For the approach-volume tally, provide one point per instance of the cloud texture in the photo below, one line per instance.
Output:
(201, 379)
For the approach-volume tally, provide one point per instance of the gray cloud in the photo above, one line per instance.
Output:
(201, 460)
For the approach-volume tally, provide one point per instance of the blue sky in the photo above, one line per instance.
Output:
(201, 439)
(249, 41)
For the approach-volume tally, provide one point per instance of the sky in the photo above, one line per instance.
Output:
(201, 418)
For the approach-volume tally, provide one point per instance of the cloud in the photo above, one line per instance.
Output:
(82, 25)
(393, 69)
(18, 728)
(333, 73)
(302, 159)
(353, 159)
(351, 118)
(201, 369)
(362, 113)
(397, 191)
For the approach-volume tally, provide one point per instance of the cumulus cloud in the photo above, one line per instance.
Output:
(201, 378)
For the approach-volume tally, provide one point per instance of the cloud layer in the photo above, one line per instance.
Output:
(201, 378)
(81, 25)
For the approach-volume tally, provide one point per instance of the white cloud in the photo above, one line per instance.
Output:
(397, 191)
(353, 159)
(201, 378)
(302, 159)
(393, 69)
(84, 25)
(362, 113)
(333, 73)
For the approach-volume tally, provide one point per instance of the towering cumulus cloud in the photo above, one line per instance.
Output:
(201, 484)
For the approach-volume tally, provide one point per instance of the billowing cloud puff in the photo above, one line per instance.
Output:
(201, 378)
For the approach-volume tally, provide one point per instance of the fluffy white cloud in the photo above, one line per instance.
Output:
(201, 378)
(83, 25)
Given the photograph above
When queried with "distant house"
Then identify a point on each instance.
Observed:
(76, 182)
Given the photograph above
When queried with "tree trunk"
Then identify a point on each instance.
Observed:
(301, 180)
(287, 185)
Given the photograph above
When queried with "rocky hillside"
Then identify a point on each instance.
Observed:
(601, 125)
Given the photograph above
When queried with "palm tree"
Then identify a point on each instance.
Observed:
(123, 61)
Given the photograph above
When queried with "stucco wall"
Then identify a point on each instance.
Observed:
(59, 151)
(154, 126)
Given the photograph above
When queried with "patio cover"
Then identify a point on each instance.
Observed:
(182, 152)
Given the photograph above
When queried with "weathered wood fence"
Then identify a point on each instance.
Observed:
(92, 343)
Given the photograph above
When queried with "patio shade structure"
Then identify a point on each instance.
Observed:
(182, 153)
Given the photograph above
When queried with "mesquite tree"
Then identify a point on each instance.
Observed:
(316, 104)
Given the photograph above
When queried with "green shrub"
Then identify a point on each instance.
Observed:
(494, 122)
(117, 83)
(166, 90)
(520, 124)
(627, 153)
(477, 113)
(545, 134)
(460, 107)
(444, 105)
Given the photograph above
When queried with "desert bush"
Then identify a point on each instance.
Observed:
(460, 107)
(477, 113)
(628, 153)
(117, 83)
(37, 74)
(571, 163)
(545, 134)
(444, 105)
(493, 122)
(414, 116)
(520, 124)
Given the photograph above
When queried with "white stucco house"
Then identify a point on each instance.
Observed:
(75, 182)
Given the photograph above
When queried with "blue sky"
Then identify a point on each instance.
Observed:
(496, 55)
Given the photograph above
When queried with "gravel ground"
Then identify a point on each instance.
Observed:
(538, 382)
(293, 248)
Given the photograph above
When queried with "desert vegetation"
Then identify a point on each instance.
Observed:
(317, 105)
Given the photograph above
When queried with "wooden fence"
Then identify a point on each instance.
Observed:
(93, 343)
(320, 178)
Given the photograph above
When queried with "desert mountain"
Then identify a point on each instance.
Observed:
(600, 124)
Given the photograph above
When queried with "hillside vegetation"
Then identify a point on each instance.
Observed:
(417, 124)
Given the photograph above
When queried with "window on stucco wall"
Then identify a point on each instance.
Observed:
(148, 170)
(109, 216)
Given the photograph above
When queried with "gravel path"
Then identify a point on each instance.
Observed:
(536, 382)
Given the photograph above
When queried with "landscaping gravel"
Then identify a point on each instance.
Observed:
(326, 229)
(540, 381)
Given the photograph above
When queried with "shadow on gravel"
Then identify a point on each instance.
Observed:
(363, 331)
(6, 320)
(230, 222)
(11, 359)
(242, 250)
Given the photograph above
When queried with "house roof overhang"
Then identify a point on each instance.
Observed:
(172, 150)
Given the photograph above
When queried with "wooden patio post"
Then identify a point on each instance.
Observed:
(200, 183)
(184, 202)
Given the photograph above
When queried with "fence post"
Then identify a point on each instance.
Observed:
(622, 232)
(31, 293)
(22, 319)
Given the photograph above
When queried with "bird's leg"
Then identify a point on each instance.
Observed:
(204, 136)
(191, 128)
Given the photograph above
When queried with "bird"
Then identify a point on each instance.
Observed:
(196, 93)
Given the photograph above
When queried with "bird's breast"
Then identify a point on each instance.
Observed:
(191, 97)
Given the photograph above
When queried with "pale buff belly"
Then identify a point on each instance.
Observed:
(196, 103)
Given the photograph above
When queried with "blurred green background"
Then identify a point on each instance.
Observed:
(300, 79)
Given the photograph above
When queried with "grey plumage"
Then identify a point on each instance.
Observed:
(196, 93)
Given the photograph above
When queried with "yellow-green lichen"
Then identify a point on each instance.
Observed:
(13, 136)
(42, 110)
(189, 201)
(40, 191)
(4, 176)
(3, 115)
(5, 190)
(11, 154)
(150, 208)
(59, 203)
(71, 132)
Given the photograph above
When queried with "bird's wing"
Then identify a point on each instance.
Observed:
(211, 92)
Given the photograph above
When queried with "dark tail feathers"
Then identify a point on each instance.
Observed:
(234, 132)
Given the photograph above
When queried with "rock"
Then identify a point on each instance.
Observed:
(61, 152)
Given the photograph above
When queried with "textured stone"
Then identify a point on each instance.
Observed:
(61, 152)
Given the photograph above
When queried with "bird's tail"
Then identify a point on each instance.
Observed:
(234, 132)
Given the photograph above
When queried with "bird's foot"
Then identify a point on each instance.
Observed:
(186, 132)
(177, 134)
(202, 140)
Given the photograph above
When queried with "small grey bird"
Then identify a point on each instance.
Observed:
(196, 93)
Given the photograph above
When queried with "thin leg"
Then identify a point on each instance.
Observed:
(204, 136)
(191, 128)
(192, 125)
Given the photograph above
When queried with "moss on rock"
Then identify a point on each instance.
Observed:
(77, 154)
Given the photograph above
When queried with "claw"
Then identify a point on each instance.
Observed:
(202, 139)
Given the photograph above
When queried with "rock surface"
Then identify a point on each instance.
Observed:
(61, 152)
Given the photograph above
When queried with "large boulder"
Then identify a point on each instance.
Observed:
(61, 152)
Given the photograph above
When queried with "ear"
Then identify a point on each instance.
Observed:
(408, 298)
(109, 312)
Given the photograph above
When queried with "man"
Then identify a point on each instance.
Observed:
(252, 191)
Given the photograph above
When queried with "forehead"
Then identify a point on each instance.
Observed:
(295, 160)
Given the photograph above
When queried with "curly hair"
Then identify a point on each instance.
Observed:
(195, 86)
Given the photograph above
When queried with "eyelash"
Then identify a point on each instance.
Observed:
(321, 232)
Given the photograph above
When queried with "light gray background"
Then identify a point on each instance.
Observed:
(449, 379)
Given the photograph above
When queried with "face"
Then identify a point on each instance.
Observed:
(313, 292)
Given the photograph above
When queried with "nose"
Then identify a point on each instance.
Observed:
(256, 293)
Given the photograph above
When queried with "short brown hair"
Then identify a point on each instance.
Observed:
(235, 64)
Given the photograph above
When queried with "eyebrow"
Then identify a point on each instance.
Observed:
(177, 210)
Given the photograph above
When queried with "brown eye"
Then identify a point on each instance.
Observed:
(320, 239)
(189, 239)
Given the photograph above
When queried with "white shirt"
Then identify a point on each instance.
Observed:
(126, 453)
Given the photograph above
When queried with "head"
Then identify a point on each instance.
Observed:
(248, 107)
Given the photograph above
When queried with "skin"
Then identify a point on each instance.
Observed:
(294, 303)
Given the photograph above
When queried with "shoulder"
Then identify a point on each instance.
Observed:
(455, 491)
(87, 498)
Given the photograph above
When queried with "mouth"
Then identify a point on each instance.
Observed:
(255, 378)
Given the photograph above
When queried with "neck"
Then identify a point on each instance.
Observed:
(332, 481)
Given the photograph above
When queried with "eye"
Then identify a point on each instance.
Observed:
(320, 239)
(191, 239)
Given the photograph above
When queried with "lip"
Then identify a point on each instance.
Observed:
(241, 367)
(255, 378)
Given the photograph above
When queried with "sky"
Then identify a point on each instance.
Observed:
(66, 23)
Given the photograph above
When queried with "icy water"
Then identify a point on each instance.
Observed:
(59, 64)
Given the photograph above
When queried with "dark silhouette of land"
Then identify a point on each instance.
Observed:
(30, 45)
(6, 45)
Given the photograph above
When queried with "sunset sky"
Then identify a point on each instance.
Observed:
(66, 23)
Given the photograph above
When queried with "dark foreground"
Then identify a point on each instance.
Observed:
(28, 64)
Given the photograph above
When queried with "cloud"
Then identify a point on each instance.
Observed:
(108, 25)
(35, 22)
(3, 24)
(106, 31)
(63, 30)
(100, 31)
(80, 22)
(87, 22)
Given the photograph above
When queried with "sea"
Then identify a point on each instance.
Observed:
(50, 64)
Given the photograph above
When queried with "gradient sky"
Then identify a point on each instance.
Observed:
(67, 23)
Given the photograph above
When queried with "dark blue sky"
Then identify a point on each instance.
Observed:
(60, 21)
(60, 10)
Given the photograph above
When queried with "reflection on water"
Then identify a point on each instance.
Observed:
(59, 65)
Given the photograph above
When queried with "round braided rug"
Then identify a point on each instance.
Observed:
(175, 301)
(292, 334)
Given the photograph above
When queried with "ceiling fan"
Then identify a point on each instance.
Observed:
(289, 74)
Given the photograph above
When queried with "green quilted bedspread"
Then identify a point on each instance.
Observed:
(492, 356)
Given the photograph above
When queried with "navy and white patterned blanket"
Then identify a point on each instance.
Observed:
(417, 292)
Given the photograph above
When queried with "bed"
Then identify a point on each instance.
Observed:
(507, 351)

Work order: Look over the data above and show each line that contains "gray".

Final answer:
For the approach-volume tally, provide one point per instance of the gray cloud in the photo above, one line per instance.
When queried with "light gray background"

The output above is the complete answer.